# [Work required]
Reprint every line of the data, keeping each character intact.

# [Extracted records]
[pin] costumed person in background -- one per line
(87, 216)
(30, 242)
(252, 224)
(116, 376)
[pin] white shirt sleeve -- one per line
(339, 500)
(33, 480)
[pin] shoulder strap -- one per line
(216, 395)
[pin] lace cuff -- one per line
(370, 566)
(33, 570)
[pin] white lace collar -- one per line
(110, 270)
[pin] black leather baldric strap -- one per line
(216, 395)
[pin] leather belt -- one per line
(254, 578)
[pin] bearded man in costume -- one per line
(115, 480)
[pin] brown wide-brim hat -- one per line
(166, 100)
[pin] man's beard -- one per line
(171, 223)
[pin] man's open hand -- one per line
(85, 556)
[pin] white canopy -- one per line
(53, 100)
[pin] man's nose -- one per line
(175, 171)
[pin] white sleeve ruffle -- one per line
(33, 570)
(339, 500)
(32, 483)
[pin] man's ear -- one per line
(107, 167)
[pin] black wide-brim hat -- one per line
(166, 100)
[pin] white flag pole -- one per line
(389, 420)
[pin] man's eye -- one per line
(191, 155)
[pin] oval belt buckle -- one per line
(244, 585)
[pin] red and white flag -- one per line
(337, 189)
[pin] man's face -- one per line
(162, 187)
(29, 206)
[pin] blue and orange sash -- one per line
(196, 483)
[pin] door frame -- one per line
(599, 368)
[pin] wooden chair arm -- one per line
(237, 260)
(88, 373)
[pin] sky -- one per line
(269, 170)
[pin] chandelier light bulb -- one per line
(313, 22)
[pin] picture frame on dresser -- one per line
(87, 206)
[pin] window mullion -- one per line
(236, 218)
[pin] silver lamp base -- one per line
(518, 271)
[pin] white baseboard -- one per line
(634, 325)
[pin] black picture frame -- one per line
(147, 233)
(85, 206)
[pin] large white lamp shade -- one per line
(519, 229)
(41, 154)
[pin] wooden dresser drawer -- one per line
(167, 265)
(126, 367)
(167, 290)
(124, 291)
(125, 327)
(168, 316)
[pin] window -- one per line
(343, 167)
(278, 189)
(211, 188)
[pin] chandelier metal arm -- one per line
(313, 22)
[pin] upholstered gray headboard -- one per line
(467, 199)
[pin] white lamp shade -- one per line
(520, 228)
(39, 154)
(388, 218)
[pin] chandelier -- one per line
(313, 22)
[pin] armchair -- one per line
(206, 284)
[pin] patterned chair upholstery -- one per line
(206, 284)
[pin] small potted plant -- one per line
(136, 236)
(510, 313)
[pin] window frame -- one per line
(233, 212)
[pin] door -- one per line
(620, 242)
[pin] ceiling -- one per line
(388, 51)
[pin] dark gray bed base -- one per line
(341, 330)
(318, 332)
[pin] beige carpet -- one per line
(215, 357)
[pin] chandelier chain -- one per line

# [Response to this task]
[pin] costumed person in background -- one per line
(87, 216)
(30, 242)
(252, 224)
(116, 376)
[pin] white shirt sleeve -- one per line
(339, 500)
(33, 480)
[pin] shoulder strap -- one per line
(216, 395)
[pin] lace cuff -- one per line
(370, 566)
(33, 570)
[pin] white lace collar -- one per line
(110, 270)
[pin] black leather baldric strap -- one per line
(216, 395)
[pin] leather belt -- one per line
(254, 578)
[pin] bearded man in costume -- one per line
(115, 480)
[pin] brown wide-brim hat -- one per line
(166, 100)
[pin] man's beard -- one per line
(171, 223)
[pin] man's open hand -- one per line
(85, 556)
[pin] white canopy -- one per line
(53, 100)
[pin] man's nose -- one per line
(175, 171)
[pin] white sleeve ruffle -- one per line
(33, 570)
(339, 500)
(32, 483)
[pin] man's ear -- one per line
(107, 167)
[pin] black wide-brim hat -- one per line
(166, 100)
[pin] white flag pole -- one per line
(389, 420)
[pin] man's eye -- one per line
(191, 155)
[pin] oval belt buckle -- one per line
(244, 585)
[pin] red and white flag -- one per line
(337, 189)
[pin] man's face -- one per line
(162, 187)
(29, 206)
[pin] blue and orange sash -- one per line
(196, 483)
[pin] door frame -- one per line
(599, 368)
[pin] wooden chair arm -- one per line
(237, 260)
(88, 373)
[pin] sky -- one per line
(269, 170)
[pin] chandelier light bulb -- one per line
(313, 22)
[pin] picture frame on dresser -- one per line
(87, 206)
[pin] window mullion -- one per line
(236, 218)
[pin] silver lamp base -- one per line
(518, 271)
[pin] white baseboard -- one per line
(634, 325)
[pin] black picture frame -- one per line
(147, 233)
(85, 206)
[pin] large white lamp shade -- one per line
(519, 229)
(41, 154)
[pin] wooden dresser drawer -- one per line
(167, 265)
(126, 367)
(167, 290)
(124, 291)
(125, 327)
(168, 316)
[pin] window -- one per line
(343, 167)
(278, 189)
(211, 188)
[pin] chandelier metal arm -- one per line
(313, 22)
[pin] upholstered gray headboard -- one per line
(467, 199)
[pin] white lamp shade -- one per line
(520, 228)
(39, 154)
(388, 218)
[pin] chandelier -- one per line
(313, 22)
[pin] armchair -- one per line
(206, 284)
[pin] patterned chair upholstery -- one per line
(206, 284)
[pin] small potted plant -- one per line
(136, 236)
(510, 313)
[pin] window frame -- one per line
(233, 212)
[pin] door -- one per line
(620, 242)
[pin] ceiling -- one per line
(388, 51)
[pin] dark gray bed base -- one per line
(341, 330)
(318, 332)
[pin] beige carpet -- one per line
(215, 357)
[pin] chandelier chain -- one per line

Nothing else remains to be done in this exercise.